Segmentation labeling data

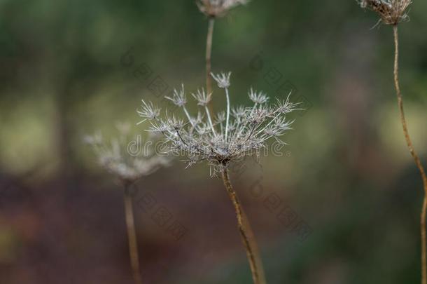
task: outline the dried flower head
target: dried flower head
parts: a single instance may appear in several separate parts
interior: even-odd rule
[[[196,4],[202,13],[211,18],[222,17],[231,8],[244,5],[248,0],[197,0]]]
[[[150,116],[147,112],[142,114],[153,117],[152,119],[157,117]],[[169,165],[170,161],[169,158],[155,155],[153,152],[149,151],[148,147],[145,146],[141,149],[141,151],[131,154],[129,149],[130,141],[128,140],[130,125],[120,123],[116,126],[120,135],[118,137],[111,139],[109,143],[104,142],[99,133],[85,137],[85,142],[93,147],[99,164],[108,173],[116,176],[120,181],[132,183],[151,174],[162,166]],[[134,141],[139,140],[136,139]]]
[[[358,0],[358,2],[362,8],[377,12],[384,24],[397,25],[408,20],[406,10],[412,0]]]
[[[285,100],[277,100],[276,104],[269,105],[264,93],[252,89],[248,92],[253,102],[251,107],[230,109],[230,73],[212,76],[218,86],[225,89],[227,99],[226,110],[219,111],[214,117],[211,117],[207,104],[200,104],[198,95],[193,95],[200,106],[195,117],[190,115],[185,104],[181,105],[186,122],[174,114],[171,116],[167,111],[164,118],[152,118],[144,115],[144,111],[139,114],[150,121],[148,131],[163,134],[165,142],[170,146],[169,151],[186,155],[188,165],[207,161],[214,175],[233,161],[258,154],[270,139],[284,144],[280,136],[291,129],[293,122],[287,119],[286,114],[299,109],[296,108],[298,104],[290,102],[289,95]]]

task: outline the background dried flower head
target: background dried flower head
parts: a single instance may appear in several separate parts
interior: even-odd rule
[[[130,125],[117,123],[116,127],[119,135],[109,142],[106,142],[100,133],[88,136],[85,140],[92,147],[99,163],[120,181],[132,183],[169,164],[169,158],[158,156],[147,148],[137,155],[131,155],[128,151]]]
[[[387,25],[396,25],[409,17],[406,10],[411,0],[358,0],[363,8],[369,8],[378,13],[381,20]]]

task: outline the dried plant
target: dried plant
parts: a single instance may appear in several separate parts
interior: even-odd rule
[[[406,13],[409,5],[412,3],[410,0],[363,0],[360,1],[362,8],[369,8],[377,12],[382,22],[393,26],[394,37],[394,86],[398,97],[398,105],[400,116],[400,123],[403,128],[403,134],[407,144],[407,147],[418,168],[424,185],[424,198],[421,213],[421,283],[427,284],[427,256],[426,243],[426,215],[427,211],[427,177],[424,168],[419,157],[414,149],[412,142],[407,130],[407,125],[403,109],[403,99],[399,84],[399,38],[398,33],[398,24],[402,20],[407,20]]]
[[[188,166],[206,161],[211,167],[211,175],[220,175],[234,207],[239,230],[242,238],[255,283],[265,283],[263,271],[258,255],[256,245],[249,236],[248,222],[230,182],[228,168],[230,163],[240,161],[248,155],[258,154],[267,146],[267,140],[275,140],[284,144],[280,137],[291,129],[293,121],[286,114],[296,109],[298,104],[284,100],[269,104],[269,97],[262,92],[252,88],[248,96],[253,104],[249,107],[239,106],[231,108],[230,103],[230,73],[212,74],[220,88],[224,90],[227,106],[225,111],[211,117],[207,104],[210,94],[203,89],[192,94],[197,101],[198,111],[192,116],[186,108],[187,98],[183,86],[175,90],[172,97],[167,97],[174,104],[182,108],[185,119],[165,111],[160,116],[160,109],[143,100],[139,114],[143,121],[149,121],[148,131],[160,133],[164,137],[164,142],[170,146],[169,151],[183,154],[186,156]],[[248,224],[246,224],[248,223]]]
[[[234,7],[244,5],[248,0],[198,0],[196,1],[199,9],[209,18],[208,32],[206,42],[206,89],[208,94],[212,93],[212,37],[215,19],[224,16]]]
[[[130,264],[135,283],[141,284],[130,186],[141,177],[150,175],[162,166],[168,165],[169,161],[154,155],[154,153],[149,153],[149,149],[146,147],[145,153],[131,155],[127,149],[130,126],[120,123],[118,124],[117,128],[120,135],[112,139],[109,143],[104,142],[100,133],[88,136],[85,140],[92,147],[99,163],[114,175],[123,187]]]

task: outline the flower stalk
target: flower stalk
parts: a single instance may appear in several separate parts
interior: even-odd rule
[[[125,185],[124,201],[126,228],[127,229],[127,241],[129,243],[129,256],[132,275],[136,284],[142,284],[142,278],[139,271],[139,256],[134,219],[134,208],[129,184]]]
[[[214,35],[214,26],[215,25],[215,18],[210,18],[208,23],[208,32],[206,41],[206,90],[208,94],[212,93],[212,79],[211,72],[212,72],[212,37]]]
[[[418,168],[421,178],[423,179],[423,185],[424,189],[424,198],[423,201],[423,207],[421,213],[421,283],[427,284],[427,256],[426,256],[426,212],[427,210],[427,177],[426,177],[426,172],[424,168],[419,159],[416,152],[414,149],[412,142],[410,137],[410,134],[407,130],[407,125],[406,123],[406,119],[405,117],[405,111],[403,110],[403,99],[402,97],[402,93],[400,92],[400,86],[399,84],[399,37],[398,32],[398,25],[395,24],[393,25],[393,33],[394,37],[394,86],[396,90],[396,95],[398,97],[398,104],[399,107],[399,113],[400,115],[400,123],[402,123],[402,128],[403,128],[403,134],[406,140],[407,147],[414,158],[415,164]]]
[[[223,167],[223,170],[221,173],[224,186],[228,194],[230,200],[232,201],[234,210],[236,212],[236,217],[237,219],[237,228],[241,237],[243,245],[246,252],[246,257],[249,266],[251,267],[251,272],[252,273],[252,279],[254,284],[265,283],[265,280],[262,279],[264,272],[260,262],[258,262],[257,259],[260,259],[260,257],[258,255],[258,250],[256,249],[256,243],[254,241],[251,241],[250,227],[247,227],[245,223],[248,223],[248,221],[244,215],[240,201],[237,197],[236,191],[233,189],[230,180],[230,176],[228,175],[228,170],[226,166]],[[245,222],[246,221],[246,222]]]

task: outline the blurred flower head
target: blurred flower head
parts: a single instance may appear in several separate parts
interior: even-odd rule
[[[137,154],[131,154],[128,148],[131,142],[129,140],[130,125],[118,123],[116,127],[119,135],[111,139],[109,142],[104,140],[100,133],[86,136],[85,142],[92,147],[99,163],[119,180],[132,183],[169,165],[169,158],[155,155],[146,147]]]
[[[363,8],[369,8],[377,12],[381,20],[386,25],[397,25],[407,20],[406,13],[412,0],[358,0]]]
[[[231,8],[248,2],[248,0],[197,0],[196,1],[200,11],[211,18],[222,17]]]
[[[168,113],[167,110],[162,117],[144,115],[150,113],[144,109],[151,107],[151,104],[143,102],[139,114],[144,121],[150,121],[148,130],[162,133],[164,142],[169,145],[169,151],[186,156],[188,165],[206,161],[211,166],[211,175],[227,168],[232,161],[241,161],[246,156],[259,155],[270,139],[285,144],[280,137],[291,129],[293,122],[288,120],[286,115],[298,109],[298,104],[290,102],[290,95],[269,104],[265,94],[251,88],[248,96],[253,105],[231,108],[228,90],[230,74],[212,76],[225,90],[225,110],[212,116],[206,106],[207,95],[202,90],[192,94],[198,109],[196,115],[190,115],[186,107],[187,100],[183,87],[179,92],[176,91],[179,95],[178,97],[169,99],[182,108],[185,119]]]

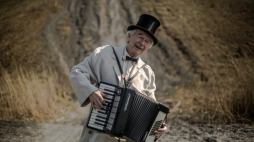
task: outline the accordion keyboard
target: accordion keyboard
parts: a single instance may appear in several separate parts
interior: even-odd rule
[[[102,110],[92,109],[88,126],[98,130],[112,130],[116,118],[116,111],[119,105],[120,96],[116,96],[116,88],[101,84],[99,90],[107,95]]]

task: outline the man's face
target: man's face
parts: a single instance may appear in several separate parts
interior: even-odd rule
[[[141,55],[153,44],[152,37],[138,29],[133,35],[128,34],[128,41],[127,51],[131,57]]]

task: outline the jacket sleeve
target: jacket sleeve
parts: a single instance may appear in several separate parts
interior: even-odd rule
[[[99,57],[99,53],[100,47],[95,49],[84,61],[74,66],[69,74],[72,88],[82,107],[90,103],[88,98],[89,95],[95,90],[98,90],[98,88],[92,84],[98,82],[94,65]]]

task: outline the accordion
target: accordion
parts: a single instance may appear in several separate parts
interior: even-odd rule
[[[92,109],[87,127],[134,142],[155,141],[169,108],[138,91],[101,82],[104,109]]]

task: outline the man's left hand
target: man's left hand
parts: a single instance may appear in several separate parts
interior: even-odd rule
[[[161,125],[161,128],[154,131],[156,139],[159,138],[166,130],[167,130],[167,124],[163,122]]]

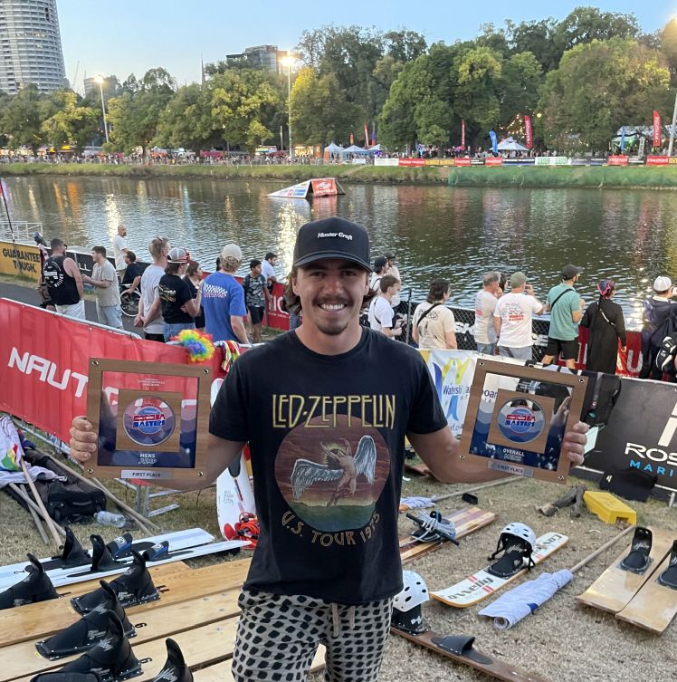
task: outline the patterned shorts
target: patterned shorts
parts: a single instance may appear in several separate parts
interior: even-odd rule
[[[235,682],[303,682],[318,646],[326,682],[376,682],[392,599],[359,606],[244,590],[233,656]]]

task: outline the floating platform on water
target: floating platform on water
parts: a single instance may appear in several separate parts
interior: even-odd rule
[[[316,178],[314,180],[304,180],[291,187],[271,192],[268,196],[288,199],[310,199],[319,197],[337,197],[339,194],[346,193],[335,178]]]

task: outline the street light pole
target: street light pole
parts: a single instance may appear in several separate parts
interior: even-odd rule
[[[672,156],[672,147],[674,146],[674,125],[677,123],[677,94],[674,96],[674,109],[672,110],[672,126],[670,129],[670,144],[668,145],[668,156]]]
[[[103,77],[97,76],[95,79],[99,83],[99,91],[101,93],[101,111],[103,111],[103,131],[106,133],[106,143],[108,144],[108,121],[106,120],[106,102],[103,101]]]
[[[291,65],[296,62],[294,57],[282,57],[281,62],[287,67],[287,130],[289,137],[289,158],[294,158],[294,148],[291,146]]]

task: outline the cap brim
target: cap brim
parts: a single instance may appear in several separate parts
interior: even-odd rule
[[[315,254],[309,254],[308,255],[304,255],[302,258],[299,258],[298,260],[294,261],[294,266],[303,267],[304,265],[310,265],[311,263],[317,263],[318,261],[326,261],[329,258],[338,258],[342,261],[349,261],[350,263],[355,263],[357,265],[359,265],[363,270],[367,270],[369,273],[372,272],[371,265],[357,255],[339,254],[336,251],[322,251]]]

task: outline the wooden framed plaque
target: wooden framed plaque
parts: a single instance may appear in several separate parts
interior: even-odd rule
[[[478,360],[459,457],[487,469],[565,483],[564,433],[580,418],[587,379]]]
[[[87,417],[99,448],[87,475],[149,483],[205,475],[211,368],[100,358],[89,368]]]

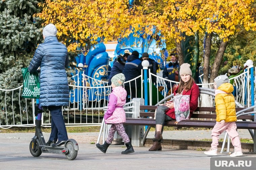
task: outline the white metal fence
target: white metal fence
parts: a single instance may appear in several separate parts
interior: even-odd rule
[[[132,81],[139,79],[140,83],[136,84],[135,91],[133,92],[130,89],[130,93],[134,94],[133,96],[136,98],[143,97],[142,71],[141,75],[125,82],[126,84],[130,85]],[[179,82],[169,80],[151,73],[149,75],[148,103],[149,105],[154,105],[156,102],[158,102],[168,95],[167,83],[179,83]],[[156,77],[155,84],[151,80],[153,76]],[[245,107],[251,105],[250,78],[248,70],[231,79],[234,80],[236,100]],[[71,79],[72,80],[69,82],[69,85],[70,90],[69,104],[68,107],[63,107],[62,109],[66,125],[100,125],[104,113],[103,109],[108,103],[108,96],[111,92],[111,86],[107,82],[90,77],[85,75],[84,72],[81,74],[78,73],[71,77]],[[199,86],[211,88],[213,84],[198,84]],[[255,86],[254,94],[256,91]],[[5,103],[4,106],[0,110],[0,127],[8,128],[12,126],[35,125],[33,114],[35,100],[22,98],[22,86],[12,90],[0,89],[0,93],[4,96],[1,100],[4,100]],[[171,89],[170,91],[171,93],[173,92]],[[211,103],[209,104],[209,106],[212,106],[214,104],[214,97],[211,97]],[[199,103],[201,98],[201,97],[199,98]],[[44,112],[42,121],[42,126],[50,126],[51,117],[49,111],[45,110]]]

### Instructions to follow
Pull out every line of the data above that contains the word "floating", matching case exactly.

### Full solution
task: outline the floating platform on water
target: floating platform on water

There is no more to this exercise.